[Stored records]
--------

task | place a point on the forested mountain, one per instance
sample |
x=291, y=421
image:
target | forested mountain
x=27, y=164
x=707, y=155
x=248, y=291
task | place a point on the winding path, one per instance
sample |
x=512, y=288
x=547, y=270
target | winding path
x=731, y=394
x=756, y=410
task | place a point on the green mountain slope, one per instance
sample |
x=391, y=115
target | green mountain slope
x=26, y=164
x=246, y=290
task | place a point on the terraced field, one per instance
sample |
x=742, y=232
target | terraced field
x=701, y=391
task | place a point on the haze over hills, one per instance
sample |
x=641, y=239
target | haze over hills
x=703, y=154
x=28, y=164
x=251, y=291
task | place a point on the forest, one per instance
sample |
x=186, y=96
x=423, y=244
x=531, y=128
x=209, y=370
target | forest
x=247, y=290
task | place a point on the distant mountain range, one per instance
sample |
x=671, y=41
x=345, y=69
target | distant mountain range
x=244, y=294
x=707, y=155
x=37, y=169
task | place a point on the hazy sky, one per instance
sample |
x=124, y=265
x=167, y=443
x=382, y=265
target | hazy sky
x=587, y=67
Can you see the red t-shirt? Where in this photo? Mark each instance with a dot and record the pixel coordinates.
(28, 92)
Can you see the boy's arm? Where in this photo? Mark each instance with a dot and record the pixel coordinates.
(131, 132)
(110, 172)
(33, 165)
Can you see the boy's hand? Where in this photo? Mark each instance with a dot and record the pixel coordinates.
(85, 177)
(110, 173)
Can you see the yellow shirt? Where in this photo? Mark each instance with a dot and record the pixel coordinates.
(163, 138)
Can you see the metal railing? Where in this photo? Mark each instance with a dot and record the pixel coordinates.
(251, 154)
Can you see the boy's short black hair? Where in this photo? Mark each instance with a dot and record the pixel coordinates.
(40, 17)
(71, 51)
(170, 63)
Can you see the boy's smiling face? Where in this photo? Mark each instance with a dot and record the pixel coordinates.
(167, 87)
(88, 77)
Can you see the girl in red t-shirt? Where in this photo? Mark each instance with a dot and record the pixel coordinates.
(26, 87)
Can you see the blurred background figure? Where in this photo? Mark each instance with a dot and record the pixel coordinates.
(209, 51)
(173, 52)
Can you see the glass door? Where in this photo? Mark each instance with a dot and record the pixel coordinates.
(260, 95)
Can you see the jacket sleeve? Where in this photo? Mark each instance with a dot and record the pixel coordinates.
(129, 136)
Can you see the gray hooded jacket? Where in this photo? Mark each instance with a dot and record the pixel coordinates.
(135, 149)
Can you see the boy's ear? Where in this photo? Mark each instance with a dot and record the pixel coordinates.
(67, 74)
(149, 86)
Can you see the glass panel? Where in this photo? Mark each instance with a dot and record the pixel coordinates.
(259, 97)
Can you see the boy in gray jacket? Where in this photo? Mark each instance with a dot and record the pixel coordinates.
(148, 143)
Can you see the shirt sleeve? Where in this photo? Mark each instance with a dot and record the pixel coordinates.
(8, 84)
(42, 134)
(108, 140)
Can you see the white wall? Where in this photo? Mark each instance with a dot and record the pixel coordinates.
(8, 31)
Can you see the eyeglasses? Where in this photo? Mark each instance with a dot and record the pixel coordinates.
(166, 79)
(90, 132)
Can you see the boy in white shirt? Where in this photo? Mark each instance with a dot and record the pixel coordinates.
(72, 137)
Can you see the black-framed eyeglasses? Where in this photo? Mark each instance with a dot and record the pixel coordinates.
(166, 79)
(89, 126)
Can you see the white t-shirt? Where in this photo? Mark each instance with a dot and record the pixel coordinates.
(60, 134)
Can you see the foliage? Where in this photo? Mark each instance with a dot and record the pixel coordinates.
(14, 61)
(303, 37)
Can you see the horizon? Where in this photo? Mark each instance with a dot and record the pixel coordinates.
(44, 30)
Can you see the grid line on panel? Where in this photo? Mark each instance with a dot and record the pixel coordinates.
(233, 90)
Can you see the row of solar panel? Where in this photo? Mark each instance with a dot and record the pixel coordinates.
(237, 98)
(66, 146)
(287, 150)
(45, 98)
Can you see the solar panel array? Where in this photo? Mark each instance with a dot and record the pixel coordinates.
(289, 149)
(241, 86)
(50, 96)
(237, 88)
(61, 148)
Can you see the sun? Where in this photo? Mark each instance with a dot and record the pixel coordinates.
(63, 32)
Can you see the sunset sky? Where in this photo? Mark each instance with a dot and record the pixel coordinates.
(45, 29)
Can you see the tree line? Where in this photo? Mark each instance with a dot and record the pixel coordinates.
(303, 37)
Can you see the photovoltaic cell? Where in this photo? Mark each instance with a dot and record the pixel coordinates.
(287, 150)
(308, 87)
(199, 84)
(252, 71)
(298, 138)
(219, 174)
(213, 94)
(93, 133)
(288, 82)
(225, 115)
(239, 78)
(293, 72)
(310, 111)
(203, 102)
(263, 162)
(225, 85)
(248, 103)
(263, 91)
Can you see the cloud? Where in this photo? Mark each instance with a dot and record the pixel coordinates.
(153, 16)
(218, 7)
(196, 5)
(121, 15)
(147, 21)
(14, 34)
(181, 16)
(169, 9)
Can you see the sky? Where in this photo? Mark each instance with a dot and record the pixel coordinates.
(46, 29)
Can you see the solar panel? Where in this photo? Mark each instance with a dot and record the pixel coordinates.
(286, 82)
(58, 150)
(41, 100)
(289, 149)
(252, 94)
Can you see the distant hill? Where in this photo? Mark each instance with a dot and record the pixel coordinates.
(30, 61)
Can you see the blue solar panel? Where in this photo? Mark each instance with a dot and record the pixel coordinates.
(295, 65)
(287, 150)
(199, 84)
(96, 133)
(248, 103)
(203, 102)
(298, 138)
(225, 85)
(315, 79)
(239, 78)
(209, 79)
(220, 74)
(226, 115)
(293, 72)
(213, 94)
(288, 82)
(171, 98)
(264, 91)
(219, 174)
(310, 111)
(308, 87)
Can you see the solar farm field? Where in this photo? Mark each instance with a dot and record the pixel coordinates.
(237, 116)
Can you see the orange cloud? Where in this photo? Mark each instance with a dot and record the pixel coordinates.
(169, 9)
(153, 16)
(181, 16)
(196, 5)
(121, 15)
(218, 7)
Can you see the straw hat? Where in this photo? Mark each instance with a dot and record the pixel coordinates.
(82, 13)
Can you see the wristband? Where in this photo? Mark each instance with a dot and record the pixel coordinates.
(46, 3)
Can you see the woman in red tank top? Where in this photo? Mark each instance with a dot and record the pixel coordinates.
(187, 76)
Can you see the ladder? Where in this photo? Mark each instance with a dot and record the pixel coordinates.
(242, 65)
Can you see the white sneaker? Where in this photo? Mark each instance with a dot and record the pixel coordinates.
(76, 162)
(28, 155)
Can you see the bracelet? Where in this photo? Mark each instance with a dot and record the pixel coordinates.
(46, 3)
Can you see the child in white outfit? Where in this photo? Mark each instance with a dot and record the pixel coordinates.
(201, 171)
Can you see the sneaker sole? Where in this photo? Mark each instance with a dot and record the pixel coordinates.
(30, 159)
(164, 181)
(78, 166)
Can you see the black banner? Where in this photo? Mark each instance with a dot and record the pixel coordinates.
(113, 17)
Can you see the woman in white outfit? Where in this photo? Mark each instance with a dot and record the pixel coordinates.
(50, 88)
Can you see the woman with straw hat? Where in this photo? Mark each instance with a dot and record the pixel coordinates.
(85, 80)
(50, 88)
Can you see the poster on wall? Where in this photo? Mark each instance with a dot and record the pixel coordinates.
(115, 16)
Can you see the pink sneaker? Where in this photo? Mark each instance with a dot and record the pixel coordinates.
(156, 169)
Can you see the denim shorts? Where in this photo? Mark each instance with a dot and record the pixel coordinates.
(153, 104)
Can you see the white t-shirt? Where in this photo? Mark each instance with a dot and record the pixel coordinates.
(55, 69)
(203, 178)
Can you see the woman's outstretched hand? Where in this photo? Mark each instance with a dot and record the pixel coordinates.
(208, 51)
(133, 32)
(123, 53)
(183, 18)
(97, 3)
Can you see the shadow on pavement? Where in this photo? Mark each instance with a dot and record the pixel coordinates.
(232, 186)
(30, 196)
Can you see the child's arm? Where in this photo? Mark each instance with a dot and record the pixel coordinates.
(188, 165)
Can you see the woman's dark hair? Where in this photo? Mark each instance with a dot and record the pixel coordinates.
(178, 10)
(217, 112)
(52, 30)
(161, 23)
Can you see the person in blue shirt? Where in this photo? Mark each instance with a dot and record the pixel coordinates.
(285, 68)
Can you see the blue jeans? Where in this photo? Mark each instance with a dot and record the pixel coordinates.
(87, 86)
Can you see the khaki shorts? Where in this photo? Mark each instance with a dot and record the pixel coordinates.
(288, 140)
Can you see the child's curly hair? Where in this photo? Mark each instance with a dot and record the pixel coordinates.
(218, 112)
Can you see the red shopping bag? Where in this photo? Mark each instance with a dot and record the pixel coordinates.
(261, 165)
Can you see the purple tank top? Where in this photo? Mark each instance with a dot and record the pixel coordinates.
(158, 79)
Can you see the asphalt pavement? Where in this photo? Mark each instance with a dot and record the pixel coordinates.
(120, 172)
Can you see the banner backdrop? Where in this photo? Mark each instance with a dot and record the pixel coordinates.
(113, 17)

--------

Problem statement — Check every line above for the string "place" and state how many have it, with no other words.

Expected answer — 8